Summary on Deep Neuroethology of a Virtual Rodent by Josh Merel et. al.
Introduction
In this post I have tried to point out the key ideas presented in the paper Deep Neuroethology of a Virtual Rodent Josh Merel et. al.. Anyone looking for a quick glimps on this paper to refreash previous read, would be an ideal audience.
This is also part of a paper review assignment of the course CSE6369.
Thank you for taking the time to read this summary! ❤
Summary of the Paper
Can a Neuroscientist Understand a Virtual Rodent
This paper tries to facilitates grounded collaborations between deep reinforcement learning and motor neuroscience. Find connections/similarities between the behavior of a simulated intelligence and a corresponding physical entity. The four key stages are described as below:
Design a realistic agent with features closely resembling the physical entity.
- Data and measurements taken from real laboratory rat cadavers (Appdx 1). 38 controllable degrees of freedom. Multiple segments which are controlled by tendons that co-activate multiple joints.
- Equipped with vision sensor (Egocentric RGB camera), Proprioceptive Sensors , Tactile sensors, Kinematics sentors.
Train the agent on several tasks.
- Four tasks. Gaps run, maze forage, bowl escape and two-tap.
- Learning Model is shown in the following figure.
Learning model of the virtual rodent.
Analysis the behavior and neural activities of the agent.
- Agent learned to adapt similar movements in a selective manner for different tasks, suggesting that the agent exhibited a form of behavioral flexibility.
- The feature encoding of policy networks was somewhat consistent with the emergence of a hierarchy of behavioral abstraction.

## Exercises:
• 1. In the virtual rodent summary, copy the part between "- Data and measurements" and "sensors, Kinematics sentors.", inclusive, and change "tendons" to "muscles".
• 2. Answer these questions from the virtual rodent summary:
(a) For which course is this summary part of a paper review assignment?
(b) How many controllable degrees of freedom does the agent have?
(c) What four tasks is the agent trained on?
The records come from a separate source unrelated to the virtual rodent summary.

## Provided material:
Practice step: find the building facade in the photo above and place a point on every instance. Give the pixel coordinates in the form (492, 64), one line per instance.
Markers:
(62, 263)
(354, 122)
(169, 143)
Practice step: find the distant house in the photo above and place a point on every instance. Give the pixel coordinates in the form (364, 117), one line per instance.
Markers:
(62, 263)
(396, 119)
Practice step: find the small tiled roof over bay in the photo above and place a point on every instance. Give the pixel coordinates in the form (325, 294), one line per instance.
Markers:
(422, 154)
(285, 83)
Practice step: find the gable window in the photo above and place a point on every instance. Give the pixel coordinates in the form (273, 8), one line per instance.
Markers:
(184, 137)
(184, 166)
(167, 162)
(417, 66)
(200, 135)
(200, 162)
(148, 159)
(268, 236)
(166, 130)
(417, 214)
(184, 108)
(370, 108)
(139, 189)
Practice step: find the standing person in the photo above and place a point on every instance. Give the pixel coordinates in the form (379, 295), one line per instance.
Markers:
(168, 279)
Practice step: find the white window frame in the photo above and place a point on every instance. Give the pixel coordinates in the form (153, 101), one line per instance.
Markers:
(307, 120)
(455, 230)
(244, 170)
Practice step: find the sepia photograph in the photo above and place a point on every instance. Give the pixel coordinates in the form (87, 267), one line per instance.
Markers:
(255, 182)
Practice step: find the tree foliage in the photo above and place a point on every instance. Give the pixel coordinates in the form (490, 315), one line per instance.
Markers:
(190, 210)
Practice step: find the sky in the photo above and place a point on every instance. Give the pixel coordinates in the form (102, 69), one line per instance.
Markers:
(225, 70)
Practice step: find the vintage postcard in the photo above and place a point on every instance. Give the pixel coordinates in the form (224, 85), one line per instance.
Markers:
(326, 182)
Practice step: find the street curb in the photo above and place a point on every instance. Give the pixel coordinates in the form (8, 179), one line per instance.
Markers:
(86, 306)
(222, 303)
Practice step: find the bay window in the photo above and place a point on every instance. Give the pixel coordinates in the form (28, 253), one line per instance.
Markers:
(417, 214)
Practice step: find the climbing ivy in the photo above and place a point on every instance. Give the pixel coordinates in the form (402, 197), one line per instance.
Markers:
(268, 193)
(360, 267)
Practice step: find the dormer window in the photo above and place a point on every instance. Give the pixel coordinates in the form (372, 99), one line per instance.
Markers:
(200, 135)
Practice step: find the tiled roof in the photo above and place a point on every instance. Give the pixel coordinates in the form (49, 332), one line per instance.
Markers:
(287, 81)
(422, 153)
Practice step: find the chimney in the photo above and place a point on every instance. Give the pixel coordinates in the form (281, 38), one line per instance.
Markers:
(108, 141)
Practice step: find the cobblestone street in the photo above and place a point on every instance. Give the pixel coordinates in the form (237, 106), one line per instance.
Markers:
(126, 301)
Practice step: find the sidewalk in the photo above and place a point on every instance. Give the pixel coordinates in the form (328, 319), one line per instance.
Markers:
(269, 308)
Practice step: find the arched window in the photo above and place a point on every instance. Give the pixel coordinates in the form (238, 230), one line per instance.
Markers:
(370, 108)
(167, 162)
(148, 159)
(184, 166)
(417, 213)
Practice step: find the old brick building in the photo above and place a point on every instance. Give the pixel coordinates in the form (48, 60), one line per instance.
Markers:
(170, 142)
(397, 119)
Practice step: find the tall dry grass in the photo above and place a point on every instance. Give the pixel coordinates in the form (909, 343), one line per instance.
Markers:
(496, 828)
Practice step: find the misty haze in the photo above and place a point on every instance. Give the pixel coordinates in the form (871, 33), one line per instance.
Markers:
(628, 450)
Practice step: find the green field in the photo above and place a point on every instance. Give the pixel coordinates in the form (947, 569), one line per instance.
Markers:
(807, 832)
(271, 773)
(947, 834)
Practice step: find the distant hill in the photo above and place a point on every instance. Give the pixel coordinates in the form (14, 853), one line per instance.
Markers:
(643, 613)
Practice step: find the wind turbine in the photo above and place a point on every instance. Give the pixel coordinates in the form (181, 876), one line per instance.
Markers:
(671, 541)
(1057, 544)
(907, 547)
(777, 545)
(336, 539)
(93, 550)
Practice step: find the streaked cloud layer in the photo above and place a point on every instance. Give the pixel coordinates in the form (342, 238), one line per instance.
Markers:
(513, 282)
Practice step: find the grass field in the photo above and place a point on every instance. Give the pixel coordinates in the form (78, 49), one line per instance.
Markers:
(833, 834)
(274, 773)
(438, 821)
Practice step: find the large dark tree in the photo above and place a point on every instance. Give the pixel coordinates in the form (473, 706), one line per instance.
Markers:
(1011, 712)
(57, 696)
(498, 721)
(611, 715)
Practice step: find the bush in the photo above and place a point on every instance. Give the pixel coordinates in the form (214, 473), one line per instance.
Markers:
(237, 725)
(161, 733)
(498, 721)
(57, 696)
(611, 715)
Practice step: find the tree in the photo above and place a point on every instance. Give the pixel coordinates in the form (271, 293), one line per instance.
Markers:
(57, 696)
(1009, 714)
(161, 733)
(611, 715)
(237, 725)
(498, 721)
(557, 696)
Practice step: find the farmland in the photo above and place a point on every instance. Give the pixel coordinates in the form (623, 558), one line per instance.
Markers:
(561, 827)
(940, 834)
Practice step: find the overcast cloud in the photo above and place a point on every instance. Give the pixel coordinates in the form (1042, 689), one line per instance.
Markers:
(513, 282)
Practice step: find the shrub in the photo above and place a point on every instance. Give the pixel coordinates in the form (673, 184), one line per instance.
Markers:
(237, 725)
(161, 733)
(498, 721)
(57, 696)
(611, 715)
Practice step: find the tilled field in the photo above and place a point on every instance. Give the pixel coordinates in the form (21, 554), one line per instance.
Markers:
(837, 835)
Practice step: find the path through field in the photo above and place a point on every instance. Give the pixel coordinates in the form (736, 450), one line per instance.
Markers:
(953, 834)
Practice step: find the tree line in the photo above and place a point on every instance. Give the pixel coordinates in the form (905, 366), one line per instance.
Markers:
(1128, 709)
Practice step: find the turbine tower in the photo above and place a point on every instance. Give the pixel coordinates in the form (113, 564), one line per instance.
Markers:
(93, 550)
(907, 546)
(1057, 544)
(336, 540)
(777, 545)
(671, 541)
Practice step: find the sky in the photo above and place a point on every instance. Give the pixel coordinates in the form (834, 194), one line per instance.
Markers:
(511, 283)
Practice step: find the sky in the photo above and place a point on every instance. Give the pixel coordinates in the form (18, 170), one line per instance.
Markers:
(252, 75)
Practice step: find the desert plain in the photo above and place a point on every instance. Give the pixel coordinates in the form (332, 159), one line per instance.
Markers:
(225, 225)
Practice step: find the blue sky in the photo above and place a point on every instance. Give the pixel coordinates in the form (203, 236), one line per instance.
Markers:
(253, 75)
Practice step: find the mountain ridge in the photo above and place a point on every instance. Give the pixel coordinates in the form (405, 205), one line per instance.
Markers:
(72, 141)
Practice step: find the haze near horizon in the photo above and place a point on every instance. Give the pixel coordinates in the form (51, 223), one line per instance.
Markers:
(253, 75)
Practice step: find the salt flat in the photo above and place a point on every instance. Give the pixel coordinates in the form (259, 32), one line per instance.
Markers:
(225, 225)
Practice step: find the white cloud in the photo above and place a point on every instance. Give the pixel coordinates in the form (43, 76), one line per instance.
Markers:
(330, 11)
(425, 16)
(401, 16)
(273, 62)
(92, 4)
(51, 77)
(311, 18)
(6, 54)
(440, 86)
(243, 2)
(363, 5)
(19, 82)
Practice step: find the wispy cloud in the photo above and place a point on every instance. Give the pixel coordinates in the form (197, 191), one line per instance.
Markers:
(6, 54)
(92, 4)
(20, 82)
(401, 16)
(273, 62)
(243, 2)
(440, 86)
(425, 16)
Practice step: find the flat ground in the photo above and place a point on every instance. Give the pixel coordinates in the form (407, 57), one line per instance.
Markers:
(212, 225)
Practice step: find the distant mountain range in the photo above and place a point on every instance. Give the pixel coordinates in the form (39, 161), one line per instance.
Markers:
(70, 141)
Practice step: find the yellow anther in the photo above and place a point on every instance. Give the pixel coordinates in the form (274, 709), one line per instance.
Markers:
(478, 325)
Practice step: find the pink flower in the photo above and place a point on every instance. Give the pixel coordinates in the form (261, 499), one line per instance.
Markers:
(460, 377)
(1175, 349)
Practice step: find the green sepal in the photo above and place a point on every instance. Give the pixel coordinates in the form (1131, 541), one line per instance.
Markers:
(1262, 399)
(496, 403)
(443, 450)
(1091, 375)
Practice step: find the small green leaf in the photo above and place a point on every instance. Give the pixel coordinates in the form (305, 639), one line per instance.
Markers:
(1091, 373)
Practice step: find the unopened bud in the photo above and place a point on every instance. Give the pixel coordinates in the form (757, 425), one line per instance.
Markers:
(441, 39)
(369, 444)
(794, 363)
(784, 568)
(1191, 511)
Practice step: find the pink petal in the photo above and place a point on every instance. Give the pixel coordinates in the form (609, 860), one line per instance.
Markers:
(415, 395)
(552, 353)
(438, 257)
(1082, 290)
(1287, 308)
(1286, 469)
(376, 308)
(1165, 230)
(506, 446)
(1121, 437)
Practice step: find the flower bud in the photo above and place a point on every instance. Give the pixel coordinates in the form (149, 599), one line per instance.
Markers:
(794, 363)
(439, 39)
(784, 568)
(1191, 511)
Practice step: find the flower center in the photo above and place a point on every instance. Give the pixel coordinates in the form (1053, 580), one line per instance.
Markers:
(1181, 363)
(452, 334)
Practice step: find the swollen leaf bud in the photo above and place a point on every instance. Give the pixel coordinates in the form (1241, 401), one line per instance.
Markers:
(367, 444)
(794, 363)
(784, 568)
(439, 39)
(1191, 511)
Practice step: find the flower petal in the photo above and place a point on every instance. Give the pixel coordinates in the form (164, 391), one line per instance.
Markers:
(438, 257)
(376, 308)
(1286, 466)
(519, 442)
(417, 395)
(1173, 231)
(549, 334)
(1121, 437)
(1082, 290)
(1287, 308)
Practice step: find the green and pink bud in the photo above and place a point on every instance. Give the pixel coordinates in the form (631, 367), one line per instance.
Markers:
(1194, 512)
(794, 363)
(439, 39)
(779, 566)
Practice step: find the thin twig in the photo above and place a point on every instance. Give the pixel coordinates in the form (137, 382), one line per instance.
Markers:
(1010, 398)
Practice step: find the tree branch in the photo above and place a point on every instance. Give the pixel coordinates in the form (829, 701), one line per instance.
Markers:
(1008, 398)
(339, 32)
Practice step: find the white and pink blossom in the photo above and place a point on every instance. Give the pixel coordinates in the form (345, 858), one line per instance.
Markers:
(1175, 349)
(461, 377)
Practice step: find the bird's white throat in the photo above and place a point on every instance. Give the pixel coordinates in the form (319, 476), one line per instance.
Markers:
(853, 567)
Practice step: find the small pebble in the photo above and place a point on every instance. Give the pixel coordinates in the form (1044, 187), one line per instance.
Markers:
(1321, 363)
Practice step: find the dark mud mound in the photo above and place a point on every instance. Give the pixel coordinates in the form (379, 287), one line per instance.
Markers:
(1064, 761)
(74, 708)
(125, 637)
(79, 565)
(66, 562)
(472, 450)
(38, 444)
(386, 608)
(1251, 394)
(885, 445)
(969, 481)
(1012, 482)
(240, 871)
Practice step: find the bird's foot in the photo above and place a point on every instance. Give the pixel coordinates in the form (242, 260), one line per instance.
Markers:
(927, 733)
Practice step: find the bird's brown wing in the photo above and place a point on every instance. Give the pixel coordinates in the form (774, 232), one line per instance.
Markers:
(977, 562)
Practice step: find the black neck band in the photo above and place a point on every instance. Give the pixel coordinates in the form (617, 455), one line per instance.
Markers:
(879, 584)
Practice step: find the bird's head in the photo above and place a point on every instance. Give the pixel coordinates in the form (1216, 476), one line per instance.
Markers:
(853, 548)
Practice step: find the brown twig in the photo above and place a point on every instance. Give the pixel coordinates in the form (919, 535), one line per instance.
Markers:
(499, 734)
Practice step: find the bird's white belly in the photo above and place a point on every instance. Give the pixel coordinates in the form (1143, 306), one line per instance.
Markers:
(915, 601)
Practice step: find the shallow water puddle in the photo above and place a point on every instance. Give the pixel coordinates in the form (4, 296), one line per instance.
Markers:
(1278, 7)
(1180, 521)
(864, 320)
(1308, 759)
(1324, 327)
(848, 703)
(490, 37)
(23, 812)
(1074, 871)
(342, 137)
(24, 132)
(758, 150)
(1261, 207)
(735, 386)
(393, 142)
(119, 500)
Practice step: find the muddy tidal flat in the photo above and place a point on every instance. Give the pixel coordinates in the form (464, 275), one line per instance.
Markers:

## Answers for the exercise:
• 1.
- Data and measurements taken from real laboratory rat cadavers (Appdx 1). 38 controllable degrees of freedom. Multiple segments which are controlled by muscles that co-activate multiple joints.
- Equipped with vision sensor (Egocentric RGB camera), Proprioceptive Sensors , Tactile sensors, Kinematics sentors.

• 2.
(a) CSE6369
(b) 38
(c) Gaps run, maze forage, bowl escape and two-tap